Stored items =>
"""

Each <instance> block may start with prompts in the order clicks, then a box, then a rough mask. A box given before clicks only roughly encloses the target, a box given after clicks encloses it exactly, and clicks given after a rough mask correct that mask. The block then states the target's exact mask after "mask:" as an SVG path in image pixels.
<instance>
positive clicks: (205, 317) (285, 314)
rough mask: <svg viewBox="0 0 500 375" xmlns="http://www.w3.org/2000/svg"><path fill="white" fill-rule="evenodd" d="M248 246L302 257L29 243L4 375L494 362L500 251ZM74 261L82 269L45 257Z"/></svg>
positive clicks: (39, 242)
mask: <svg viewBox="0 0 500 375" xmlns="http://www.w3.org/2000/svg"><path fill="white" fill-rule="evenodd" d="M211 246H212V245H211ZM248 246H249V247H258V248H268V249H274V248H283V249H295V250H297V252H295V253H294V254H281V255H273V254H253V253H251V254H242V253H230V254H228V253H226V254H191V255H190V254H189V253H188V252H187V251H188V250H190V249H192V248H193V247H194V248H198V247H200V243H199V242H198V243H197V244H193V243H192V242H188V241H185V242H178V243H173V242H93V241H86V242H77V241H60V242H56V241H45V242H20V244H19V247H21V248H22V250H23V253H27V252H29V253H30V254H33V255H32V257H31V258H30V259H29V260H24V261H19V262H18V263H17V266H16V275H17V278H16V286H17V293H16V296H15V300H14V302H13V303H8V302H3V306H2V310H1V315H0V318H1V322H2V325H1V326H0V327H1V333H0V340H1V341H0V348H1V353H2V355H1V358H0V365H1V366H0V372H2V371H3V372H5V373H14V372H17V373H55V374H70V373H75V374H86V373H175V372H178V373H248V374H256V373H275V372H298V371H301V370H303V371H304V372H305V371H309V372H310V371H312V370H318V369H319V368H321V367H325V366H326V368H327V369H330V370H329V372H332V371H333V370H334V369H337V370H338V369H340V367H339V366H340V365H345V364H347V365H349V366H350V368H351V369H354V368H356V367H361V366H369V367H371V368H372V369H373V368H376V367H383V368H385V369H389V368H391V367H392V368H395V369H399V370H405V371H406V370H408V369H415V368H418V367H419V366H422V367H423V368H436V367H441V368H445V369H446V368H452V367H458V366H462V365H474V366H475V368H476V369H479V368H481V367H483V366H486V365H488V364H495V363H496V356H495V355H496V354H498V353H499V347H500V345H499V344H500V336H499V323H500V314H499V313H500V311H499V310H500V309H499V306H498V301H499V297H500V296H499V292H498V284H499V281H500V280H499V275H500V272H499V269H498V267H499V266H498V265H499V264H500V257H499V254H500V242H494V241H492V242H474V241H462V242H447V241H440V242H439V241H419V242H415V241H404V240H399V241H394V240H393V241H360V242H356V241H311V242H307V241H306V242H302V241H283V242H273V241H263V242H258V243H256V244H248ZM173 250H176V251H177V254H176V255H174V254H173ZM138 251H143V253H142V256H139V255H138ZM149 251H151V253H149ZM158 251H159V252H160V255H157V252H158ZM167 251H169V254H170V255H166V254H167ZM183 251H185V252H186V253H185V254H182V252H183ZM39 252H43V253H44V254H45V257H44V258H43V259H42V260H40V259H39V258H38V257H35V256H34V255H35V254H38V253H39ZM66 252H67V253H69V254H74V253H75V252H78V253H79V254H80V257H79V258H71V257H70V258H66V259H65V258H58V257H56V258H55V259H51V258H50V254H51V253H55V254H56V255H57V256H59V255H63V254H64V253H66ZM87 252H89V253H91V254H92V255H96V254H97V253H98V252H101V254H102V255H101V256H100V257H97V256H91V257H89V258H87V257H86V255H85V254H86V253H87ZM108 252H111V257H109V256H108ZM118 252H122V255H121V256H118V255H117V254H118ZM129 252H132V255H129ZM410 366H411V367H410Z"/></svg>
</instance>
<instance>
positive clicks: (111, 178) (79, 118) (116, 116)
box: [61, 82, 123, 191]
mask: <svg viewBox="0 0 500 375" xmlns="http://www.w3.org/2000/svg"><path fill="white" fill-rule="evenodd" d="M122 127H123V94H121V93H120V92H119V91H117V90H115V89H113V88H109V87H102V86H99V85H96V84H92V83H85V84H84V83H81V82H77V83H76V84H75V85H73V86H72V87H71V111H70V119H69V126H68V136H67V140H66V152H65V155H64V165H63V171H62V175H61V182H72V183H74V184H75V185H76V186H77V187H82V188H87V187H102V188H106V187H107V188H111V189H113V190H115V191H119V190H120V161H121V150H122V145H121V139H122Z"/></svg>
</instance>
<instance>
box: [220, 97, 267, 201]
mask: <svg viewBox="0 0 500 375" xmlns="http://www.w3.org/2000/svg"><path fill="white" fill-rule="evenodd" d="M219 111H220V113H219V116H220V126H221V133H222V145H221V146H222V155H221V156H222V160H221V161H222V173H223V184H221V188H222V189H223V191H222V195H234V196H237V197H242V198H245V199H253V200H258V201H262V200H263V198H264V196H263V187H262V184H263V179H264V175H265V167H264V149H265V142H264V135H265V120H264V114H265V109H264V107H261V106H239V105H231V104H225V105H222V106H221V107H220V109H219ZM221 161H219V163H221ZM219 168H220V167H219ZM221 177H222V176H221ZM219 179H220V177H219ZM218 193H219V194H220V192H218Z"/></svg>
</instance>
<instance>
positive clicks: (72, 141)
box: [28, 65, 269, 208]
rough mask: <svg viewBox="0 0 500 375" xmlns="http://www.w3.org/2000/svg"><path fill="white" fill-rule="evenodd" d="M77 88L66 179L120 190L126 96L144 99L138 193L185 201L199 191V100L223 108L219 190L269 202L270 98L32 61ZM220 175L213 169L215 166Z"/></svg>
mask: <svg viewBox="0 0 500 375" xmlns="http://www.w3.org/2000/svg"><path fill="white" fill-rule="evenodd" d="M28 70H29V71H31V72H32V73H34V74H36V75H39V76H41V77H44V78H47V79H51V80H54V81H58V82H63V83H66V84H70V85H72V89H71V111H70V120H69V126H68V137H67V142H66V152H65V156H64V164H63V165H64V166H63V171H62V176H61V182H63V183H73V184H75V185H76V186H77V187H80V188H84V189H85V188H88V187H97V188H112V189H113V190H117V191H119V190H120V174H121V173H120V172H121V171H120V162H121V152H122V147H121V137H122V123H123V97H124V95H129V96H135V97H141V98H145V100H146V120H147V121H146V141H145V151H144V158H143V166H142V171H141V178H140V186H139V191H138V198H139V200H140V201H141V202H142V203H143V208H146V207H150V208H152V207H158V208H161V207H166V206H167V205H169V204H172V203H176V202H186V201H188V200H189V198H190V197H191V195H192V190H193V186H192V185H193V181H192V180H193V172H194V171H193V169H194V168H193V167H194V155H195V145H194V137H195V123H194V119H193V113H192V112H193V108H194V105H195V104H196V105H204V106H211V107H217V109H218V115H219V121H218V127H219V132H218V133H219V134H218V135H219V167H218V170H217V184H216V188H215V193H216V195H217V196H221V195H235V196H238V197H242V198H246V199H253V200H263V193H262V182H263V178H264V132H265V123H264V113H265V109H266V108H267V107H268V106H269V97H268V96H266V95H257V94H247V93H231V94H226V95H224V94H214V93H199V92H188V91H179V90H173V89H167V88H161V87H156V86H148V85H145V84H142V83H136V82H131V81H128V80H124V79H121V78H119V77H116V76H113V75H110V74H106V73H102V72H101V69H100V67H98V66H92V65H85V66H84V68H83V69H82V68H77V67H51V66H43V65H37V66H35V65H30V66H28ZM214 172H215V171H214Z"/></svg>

"""

Task instructions => Every record is to be written out verbatim.

Response to the task =>
Each <instance> block may start with prompts in the order clicks, then a box, then a rough mask. A box given before clicks only roughly encloses the target, a box given after clicks encloses it exactly, and clicks given after a rough mask correct that mask. The block then states the target's exact mask after "mask:" as an SVG path in image pixels.
<instance>
positive clicks: (205, 317) (285, 314)
rough mask: <svg viewBox="0 0 500 375" xmlns="http://www.w3.org/2000/svg"><path fill="white" fill-rule="evenodd" d="M248 246L302 257L29 243L4 375L494 362L500 251ZM74 261L82 269L45 257Z"/></svg>
positive clicks: (39, 242)
mask: <svg viewBox="0 0 500 375" xmlns="http://www.w3.org/2000/svg"><path fill="white" fill-rule="evenodd" d="M211 246H212V245H211ZM248 246H249V247H258V248H268V249H274V248H283V249H295V250H297V252H295V253H294V254H281V255H273V254H253V253H251V254H242V253H230V254H228V253H226V254H191V255H190V254H189V253H188V252H187V251H188V250H190V249H192V248H193V247H194V248H198V247H200V243H199V242H198V243H197V244H193V243H192V242H188V241H185V242H178V243H173V242H93V241H86V242H77V241H60V242H56V241H45V242H20V244H19V247H21V248H22V250H23V253H27V252H29V253H30V254H33V255H32V257H31V258H30V259H29V260H24V261H19V262H18V263H17V266H16V275H17V278H16V286H17V293H16V296H15V300H14V302H13V303H8V302H3V306H2V310H1V315H0V318H1V322H2V325H1V326H0V327H1V333H0V340H1V341H0V348H1V353H2V355H1V358H0V365H1V366H0V372H2V371H3V372H5V373H14V372H17V373H55V374H70V373H75V374H86V373H175V372H178V373H248V374H256V373H275V372H298V371H301V370H303V371H304V372H305V371H309V372H310V371H312V370H318V369H319V368H321V367H325V366H326V368H327V369H330V370H329V372H332V371H333V370H334V369H337V370H338V369H340V367H339V366H340V365H345V364H347V365H349V366H350V368H351V369H354V368H356V367H361V366H369V367H371V368H372V369H373V368H376V367H383V368H385V369H389V368H391V367H392V368H395V369H399V370H405V371H406V370H408V369H415V368H418V367H419V366H422V367H423V368H436V367H441V368H445V369H446V368H452V367H458V366H462V365H474V366H475V368H476V369H479V368H481V367H483V366H486V365H488V364H495V363H496V356H495V355H496V354H498V353H499V347H500V345H499V344H500V336H499V323H500V314H499V313H500V311H499V310H500V309H499V306H498V301H499V297H500V296H499V292H498V284H499V281H500V280H499V275H500V272H499V269H498V267H499V266H498V265H499V264H500V257H499V254H500V242H494V241H492V242H474V241H462V242H447V241H440V242H439V241H419V242H415V241H404V240H399V241H394V240H393V241H360V242H356V241H311V242H307V241H306V242H302V241H283V242H273V241H263V242H258V243H256V244H248ZM173 250H176V251H177V254H176V255H174V254H173ZM138 251H143V253H142V256H139V255H138ZM149 251H151V253H149ZM158 251H159V252H160V255H157V252H158ZM167 251H169V254H170V255H166V254H167ZM183 251H185V252H186V253H185V254H182V252H183ZM39 252H43V253H44V254H45V257H44V258H43V259H42V260H40V259H39V258H38V257H35V256H34V255H35V254H38V253H39ZM66 252H67V253H69V254H74V253H75V252H78V253H79V254H80V257H79V258H71V257H70V258H66V259H65V258H58V257H56V258H55V259H51V258H50V254H51V253H55V254H56V255H57V256H59V255H63V254H64V253H66ZM87 252H89V253H91V254H92V255H96V254H97V253H98V252H101V254H102V255H101V256H100V257H97V256H91V257H89V258H87V257H86V255H85V254H86V253H87ZM108 252H111V257H109V256H108ZM118 252H122V255H121V256H118V255H117V254H118ZM129 252H132V255H129ZM410 366H411V367H410Z"/></svg>
</instance>
<instance>
positive clicks: (111, 178) (79, 118) (116, 116)
box: [61, 82, 123, 191]
mask: <svg viewBox="0 0 500 375" xmlns="http://www.w3.org/2000/svg"><path fill="white" fill-rule="evenodd" d="M122 127H123V94H121V93H120V92H119V91H117V90H115V89H113V88H109V87H102V86H99V85H96V84H92V83H85V84H84V83H81V82H77V83H76V84H75V85H73V86H72V87H71V111H70V119H69V126H68V136H67V140H66V152H65V155H64V165H63V171H62V175H61V182H72V183H74V184H75V185H76V186H77V187H82V188H87V187H102V188H106V187H107V188H111V189H113V190H115V191H119V190H120V161H121V150H122V145H121V139H122Z"/></svg>
</instance>
<instance>
box: [220, 97, 267, 201]
mask: <svg viewBox="0 0 500 375" xmlns="http://www.w3.org/2000/svg"><path fill="white" fill-rule="evenodd" d="M219 111H220V113H219V116H220V126H221V133H222V145H221V146H222V155H221V156H222V160H221V161H222V173H223V184H221V188H222V189H223V191H222V195H234V196H237V197H242V198H245V199H253V200H258V201H262V200H263V198H264V196H263V187H262V184H263V179H264V175H265V167H264V149H265V142H264V135H265V120H264V114H265V109H264V107H261V106H239V105H231V104H225V105H222V106H221V107H220V109H219ZM221 161H219V163H221ZM219 168H220V167H219ZM221 177H222V176H221ZM219 179H220V177H219ZM218 193H219V194H220V192H218Z"/></svg>
</instance>
<instance>
positive clicks: (72, 141)
box: [28, 65, 269, 208]
rough mask: <svg viewBox="0 0 500 375" xmlns="http://www.w3.org/2000/svg"><path fill="white" fill-rule="evenodd" d="M77 88L66 179L120 190L126 96L144 99L138 193L185 201L199 191V100L223 108L219 190L269 202L270 98L32 61ZM220 175L213 169L215 166Z"/></svg>
mask: <svg viewBox="0 0 500 375" xmlns="http://www.w3.org/2000/svg"><path fill="white" fill-rule="evenodd" d="M28 70H29V71H31V72H32V73H34V74H36V75H39V76H41V77H44V78H47V79H51V80H54V81H58V82H63V83H66V84H70V85H72V89H71V111H70V120H69V126H68V137H67V142H66V152H65V156H64V164H63V165H64V166H63V171H62V176H61V182H63V183H73V184H75V185H76V186H77V187H80V188H84V189H85V188H88V187H97V188H112V189H113V190H117V191H119V190H120V174H121V173H120V172H121V171H120V162H121V152H122V147H121V137H122V123H123V97H124V95H129V96H135V97H141V98H145V100H146V120H147V121H146V141H145V151H144V158H143V166H142V171H141V178H140V186H139V191H138V198H139V200H140V201H141V202H142V203H143V208H146V207H150V208H152V207H158V208H161V207H166V206H167V205H169V204H172V203H176V202H186V201H188V200H189V198H190V197H191V195H192V190H193V186H192V185H193V181H192V180H193V172H194V171H193V169H194V168H193V167H194V155H195V145H194V137H195V123H194V119H193V113H192V112H193V108H194V105H195V104H196V105H204V106H211V107H217V109H218V115H219V121H218V127H219V132H218V133H219V134H218V135H219V167H218V170H217V184H216V188H215V193H216V195H217V196H221V195H235V196H238V197H242V198H246V199H253V200H263V193H262V182H263V178H264V132H265V123H264V113H265V109H266V108H267V107H268V106H269V97H268V96H266V95H257V94H247V93H231V94H226V95H224V94H214V93H199V92H188V91H179V90H173V89H167V88H161V87H156V86H148V85H145V84H142V83H136V82H131V81H128V80H124V79H121V78H119V77H116V76H113V75H110V74H106V73H102V72H101V69H100V67H98V66H92V65H85V66H84V68H83V69H82V68H77V67H51V66H43V65H37V66H35V65H30V66H28ZM214 172H215V171H214Z"/></svg>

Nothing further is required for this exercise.